A second level of bootstrapping is to incorporate some general domain knowledge from a large (non-dialogue) corpus covering similar topics and types of interactions. For the MovieTriples dataset that the authors intend their bot to converse over, they use the Question-Answer SubTle corpus which contains about 5.5M Q-A pairs constructed from movie subtitles.
We construct an artificial dialogue dataset by taking each {Q,A} pair as a two-turn dialog D = {U1 = Q, U2 = A} and use this to pretrain the model.
Bootstrapping gives significant gains in both perplexity and error-rate measures. The biggest gain is from SubTle, “we believe that this is because it trains all model parameters, unlike bootstrapping from Word2Vec, which only trains the work embeddings.”
Hierarchical models
Sordoni et al. used a hierarchical recurrent encoder-decoder architecture (HRED) for web query suggestions.

_RECORDS SHOWN_
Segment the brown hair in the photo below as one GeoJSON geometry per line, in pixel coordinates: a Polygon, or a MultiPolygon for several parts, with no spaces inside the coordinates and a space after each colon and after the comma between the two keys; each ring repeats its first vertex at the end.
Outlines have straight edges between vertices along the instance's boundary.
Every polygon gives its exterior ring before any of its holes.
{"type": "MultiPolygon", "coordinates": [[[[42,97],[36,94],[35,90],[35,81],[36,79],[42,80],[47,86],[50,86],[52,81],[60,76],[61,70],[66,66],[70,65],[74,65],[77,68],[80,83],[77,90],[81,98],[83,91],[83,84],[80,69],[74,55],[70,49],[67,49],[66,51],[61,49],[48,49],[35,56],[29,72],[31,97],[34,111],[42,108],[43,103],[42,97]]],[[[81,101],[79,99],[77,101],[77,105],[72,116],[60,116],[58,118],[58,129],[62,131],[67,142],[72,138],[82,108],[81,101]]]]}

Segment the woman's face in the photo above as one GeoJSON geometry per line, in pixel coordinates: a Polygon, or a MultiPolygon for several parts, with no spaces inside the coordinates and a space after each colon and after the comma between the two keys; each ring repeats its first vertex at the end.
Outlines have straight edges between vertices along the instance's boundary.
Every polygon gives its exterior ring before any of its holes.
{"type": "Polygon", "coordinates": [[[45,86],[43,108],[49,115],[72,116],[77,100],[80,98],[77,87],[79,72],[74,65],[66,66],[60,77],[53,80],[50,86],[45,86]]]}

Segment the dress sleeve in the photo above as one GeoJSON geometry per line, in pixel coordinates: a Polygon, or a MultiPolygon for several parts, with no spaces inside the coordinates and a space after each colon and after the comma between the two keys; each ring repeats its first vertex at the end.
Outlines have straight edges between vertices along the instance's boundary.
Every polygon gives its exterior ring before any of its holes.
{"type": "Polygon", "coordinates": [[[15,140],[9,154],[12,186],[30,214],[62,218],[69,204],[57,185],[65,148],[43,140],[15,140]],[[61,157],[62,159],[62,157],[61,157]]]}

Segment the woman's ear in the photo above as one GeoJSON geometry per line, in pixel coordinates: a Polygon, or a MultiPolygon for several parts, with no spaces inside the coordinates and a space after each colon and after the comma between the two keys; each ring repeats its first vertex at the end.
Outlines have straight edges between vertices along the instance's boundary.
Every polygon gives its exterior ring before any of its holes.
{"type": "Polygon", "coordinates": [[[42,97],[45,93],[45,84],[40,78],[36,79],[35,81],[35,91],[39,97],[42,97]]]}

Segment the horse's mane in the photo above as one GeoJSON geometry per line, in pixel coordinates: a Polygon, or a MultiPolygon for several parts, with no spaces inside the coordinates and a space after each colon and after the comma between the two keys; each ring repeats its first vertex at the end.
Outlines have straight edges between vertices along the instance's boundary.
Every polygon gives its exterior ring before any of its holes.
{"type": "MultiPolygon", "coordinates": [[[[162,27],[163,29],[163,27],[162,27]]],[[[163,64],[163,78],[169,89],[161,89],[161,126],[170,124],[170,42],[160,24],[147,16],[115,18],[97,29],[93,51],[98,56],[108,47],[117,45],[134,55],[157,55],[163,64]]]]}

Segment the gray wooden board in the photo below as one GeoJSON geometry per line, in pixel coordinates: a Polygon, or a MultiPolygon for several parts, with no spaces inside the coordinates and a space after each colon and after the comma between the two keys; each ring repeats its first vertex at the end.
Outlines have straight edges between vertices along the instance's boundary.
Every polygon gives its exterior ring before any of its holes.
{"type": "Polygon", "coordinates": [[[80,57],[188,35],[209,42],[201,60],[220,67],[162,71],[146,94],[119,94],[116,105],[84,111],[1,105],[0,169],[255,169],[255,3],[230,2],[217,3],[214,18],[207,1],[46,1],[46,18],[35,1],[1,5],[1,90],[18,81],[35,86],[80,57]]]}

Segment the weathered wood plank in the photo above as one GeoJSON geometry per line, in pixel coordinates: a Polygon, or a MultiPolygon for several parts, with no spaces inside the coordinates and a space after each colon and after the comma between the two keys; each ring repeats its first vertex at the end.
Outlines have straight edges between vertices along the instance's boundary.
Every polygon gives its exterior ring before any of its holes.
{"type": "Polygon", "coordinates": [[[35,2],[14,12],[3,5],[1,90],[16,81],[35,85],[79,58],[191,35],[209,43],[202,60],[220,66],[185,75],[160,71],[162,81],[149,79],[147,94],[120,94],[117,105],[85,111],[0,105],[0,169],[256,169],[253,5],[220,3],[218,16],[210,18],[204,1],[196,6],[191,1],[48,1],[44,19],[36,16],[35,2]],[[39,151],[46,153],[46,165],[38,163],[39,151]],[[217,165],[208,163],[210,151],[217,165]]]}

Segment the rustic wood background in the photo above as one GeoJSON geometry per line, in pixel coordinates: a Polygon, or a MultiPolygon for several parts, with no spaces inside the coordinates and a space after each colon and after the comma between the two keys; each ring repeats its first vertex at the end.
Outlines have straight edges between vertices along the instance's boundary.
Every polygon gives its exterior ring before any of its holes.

_TASK DETAILS_
Retype the passage from the dialogue-model excerpt above that opens with the words containing "A second level" and closes with "from movie subtitles.".

_EXERCISE RESULT_
A second level of bootstrapping is to incorporate some general domain knowledge from a large (non-dialogue) corpus covering similar topics and types of interactions. For the MovieTriples dataset that the authors intend their bot to converse over, they use the Question-Answer SubTle corpus which contains about 5.5M Q-A pairs constructed from movie subtitles.